_What is required_. The entries should be written out again exactly as they read.

Source material below:

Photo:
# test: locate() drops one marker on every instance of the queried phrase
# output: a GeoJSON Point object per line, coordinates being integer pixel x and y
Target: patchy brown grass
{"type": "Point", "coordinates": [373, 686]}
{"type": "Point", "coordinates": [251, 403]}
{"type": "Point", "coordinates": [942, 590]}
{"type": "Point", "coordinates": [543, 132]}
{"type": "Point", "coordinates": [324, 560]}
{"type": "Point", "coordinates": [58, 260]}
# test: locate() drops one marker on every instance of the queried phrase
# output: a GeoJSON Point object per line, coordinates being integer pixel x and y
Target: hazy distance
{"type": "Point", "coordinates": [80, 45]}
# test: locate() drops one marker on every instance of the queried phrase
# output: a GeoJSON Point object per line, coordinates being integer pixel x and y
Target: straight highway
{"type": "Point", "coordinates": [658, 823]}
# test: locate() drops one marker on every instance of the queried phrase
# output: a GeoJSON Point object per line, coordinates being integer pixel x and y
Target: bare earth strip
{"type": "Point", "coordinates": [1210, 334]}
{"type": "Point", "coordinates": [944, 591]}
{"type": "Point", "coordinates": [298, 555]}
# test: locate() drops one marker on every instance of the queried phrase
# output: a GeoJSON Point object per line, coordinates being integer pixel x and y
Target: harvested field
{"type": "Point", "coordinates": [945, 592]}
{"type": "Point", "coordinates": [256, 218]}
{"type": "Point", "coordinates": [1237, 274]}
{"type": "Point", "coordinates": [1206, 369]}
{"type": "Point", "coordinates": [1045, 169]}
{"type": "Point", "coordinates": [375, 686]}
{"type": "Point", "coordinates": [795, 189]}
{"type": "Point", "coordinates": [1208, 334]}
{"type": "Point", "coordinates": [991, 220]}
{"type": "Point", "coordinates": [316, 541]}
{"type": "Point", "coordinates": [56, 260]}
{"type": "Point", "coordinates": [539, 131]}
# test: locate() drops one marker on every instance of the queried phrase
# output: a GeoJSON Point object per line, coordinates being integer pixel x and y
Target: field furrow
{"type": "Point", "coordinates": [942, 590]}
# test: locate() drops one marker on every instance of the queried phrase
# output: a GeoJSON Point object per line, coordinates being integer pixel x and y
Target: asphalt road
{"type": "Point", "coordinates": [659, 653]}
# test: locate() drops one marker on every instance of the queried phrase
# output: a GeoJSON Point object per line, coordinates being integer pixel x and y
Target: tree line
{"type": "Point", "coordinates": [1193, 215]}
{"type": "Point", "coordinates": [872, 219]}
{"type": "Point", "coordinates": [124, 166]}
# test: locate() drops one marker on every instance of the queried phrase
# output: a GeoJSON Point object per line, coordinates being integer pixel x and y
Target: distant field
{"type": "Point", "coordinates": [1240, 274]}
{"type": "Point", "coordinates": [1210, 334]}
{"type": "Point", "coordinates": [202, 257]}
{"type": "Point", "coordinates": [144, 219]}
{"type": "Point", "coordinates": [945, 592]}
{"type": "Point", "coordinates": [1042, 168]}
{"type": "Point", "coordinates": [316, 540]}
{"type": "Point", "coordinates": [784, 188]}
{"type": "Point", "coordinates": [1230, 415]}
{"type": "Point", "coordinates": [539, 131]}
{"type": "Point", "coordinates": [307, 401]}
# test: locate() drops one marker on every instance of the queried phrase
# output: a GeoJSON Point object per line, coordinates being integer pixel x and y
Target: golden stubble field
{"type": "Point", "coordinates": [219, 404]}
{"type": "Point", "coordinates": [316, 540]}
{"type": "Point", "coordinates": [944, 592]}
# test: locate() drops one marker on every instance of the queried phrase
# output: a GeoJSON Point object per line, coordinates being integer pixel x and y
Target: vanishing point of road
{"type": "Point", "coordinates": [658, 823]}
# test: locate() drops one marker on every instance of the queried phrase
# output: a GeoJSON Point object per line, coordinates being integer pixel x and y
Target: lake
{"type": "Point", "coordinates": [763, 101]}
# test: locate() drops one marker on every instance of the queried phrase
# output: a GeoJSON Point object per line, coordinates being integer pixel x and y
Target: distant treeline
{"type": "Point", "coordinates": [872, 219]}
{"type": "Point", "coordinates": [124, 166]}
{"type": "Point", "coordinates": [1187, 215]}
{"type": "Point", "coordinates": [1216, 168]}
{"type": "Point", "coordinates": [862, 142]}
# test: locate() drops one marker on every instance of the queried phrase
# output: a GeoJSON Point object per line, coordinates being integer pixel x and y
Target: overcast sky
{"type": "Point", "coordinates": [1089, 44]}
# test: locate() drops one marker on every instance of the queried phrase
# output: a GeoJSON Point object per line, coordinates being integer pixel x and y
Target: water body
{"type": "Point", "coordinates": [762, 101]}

End of Source material.

_Exercise result_.
Photo:
# test: locate() drops one marker on every instance of the queried phrase
# output: a GeoJSON Point object per line, coordinates being integer pixel x and y
Target: patchy brown grass
{"type": "Point", "coordinates": [373, 686]}
{"type": "Point", "coordinates": [251, 403]}
{"type": "Point", "coordinates": [942, 590]}
{"type": "Point", "coordinates": [543, 132]}
{"type": "Point", "coordinates": [324, 560]}
{"type": "Point", "coordinates": [58, 260]}
# test: locate() drops one marker on every instance of the queried phrase
# output: a GeoJSON Point object per line, coordinates being integer pixel x and y
Target: hazy distance
{"type": "Point", "coordinates": [80, 45]}
# test: locate() drops one marker on every instance of the queried phrase
# output: a GeoJSON Point object per line, coordinates being integer pixel x and y
Target: straight highway
{"type": "Point", "coordinates": [658, 823]}
# test: locate() drops one marker on every instance of the queried phrase
# output: a GeoJSON Point object per line, coordinates being integer pixel x and y
Target: bare earth strip
{"type": "Point", "coordinates": [1210, 334]}
{"type": "Point", "coordinates": [944, 591]}
{"type": "Point", "coordinates": [298, 555]}
# test: locate() drops one marker on every instance of the queried phrase
# output: a GeoJSON Point object per line, coordinates being integer pixel x and y
Target: harvested field
{"type": "Point", "coordinates": [945, 592]}
{"type": "Point", "coordinates": [256, 218]}
{"type": "Point", "coordinates": [1237, 274]}
{"type": "Point", "coordinates": [1206, 369]}
{"type": "Point", "coordinates": [1045, 169]}
{"type": "Point", "coordinates": [375, 686]}
{"type": "Point", "coordinates": [795, 189]}
{"type": "Point", "coordinates": [1208, 334]}
{"type": "Point", "coordinates": [991, 220]}
{"type": "Point", "coordinates": [316, 541]}
{"type": "Point", "coordinates": [56, 260]}
{"type": "Point", "coordinates": [539, 131]}
# test: locate() drops one marker on every instance of the queried phrase
# output: a GeoJSON Point object per line, coordinates being integer pixel x and y
Target: field furrow
{"type": "Point", "coordinates": [942, 590]}
# test: locate() drops one marker on every instance of the queried phrase
# output: a GeoJSON Point object per line, coordinates being integer pixel x and y
Target: asphalt road
{"type": "Point", "coordinates": [659, 653]}
# test: locate() drops one marker on every instance of the queried phrase
# output: a GeoJSON Point object per line, coordinates being integer pixel x and y
Target: tree line
{"type": "Point", "coordinates": [1193, 215]}
{"type": "Point", "coordinates": [872, 219]}
{"type": "Point", "coordinates": [124, 166]}
# test: locate() drops one marker on every instance of the queried phrase
# output: a GeoJSON Point object per line, coordinates being integer pixel x and y
Target: distant field
{"type": "Point", "coordinates": [1240, 274]}
{"type": "Point", "coordinates": [1210, 334]}
{"type": "Point", "coordinates": [202, 257]}
{"type": "Point", "coordinates": [144, 219]}
{"type": "Point", "coordinates": [945, 592]}
{"type": "Point", "coordinates": [1042, 168]}
{"type": "Point", "coordinates": [316, 540]}
{"type": "Point", "coordinates": [784, 188]}
{"type": "Point", "coordinates": [1230, 415]}
{"type": "Point", "coordinates": [539, 131]}
{"type": "Point", "coordinates": [307, 401]}
# test: locate() drops one marker on every instance of the queried phrase
# output: a GeoJSON Point object per line, coordinates being integer pixel x and y
Target: golden stubble field
{"type": "Point", "coordinates": [219, 404]}
{"type": "Point", "coordinates": [316, 540]}
{"type": "Point", "coordinates": [944, 592]}
# test: locate() drops one marker on every instance of the queried phrase
# output: a GeoJSON Point object per line, coordinates being integer pixel x and y
Target: vanishing point of road
{"type": "Point", "coordinates": [658, 823]}
# test: locate() drops one marker on every instance of the queried phrase
# output: a GeoJSON Point object per line, coordinates being integer pixel x and y
Target: lake
{"type": "Point", "coordinates": [763, 101]}
# test: locate() drops one marker on every instance of the queried phrase
# output: a GeoJSON Point object per line, coordinates being integer pixel x and y
Target: distant treeline
{"type": "Point", "coordinates": [872, 219]}
{"type": "Point", "coordinates": [124, 166]}
{"type": "Point", "coordinates": [1187, 215]}
{"type": "Point", "coordinates": [1216, 168]}
{"type": "Point", "coordinates": [862, 142]}
# test: locate() drops one marker on every instance of the queried phrase
# output: a GeoJSON Point object per line, coordinates being integer pixel x and y
Target: overcast sky
{"type": "Point", "coordinates": [1089, 44]}
# test: locate() drops one marker on every instance of the queried phrase
# output: a GeoJSON Point object per line, coordinates being integer pixel x and y
Target: water body
{"type": "Point", "coordinates": [762, 101]}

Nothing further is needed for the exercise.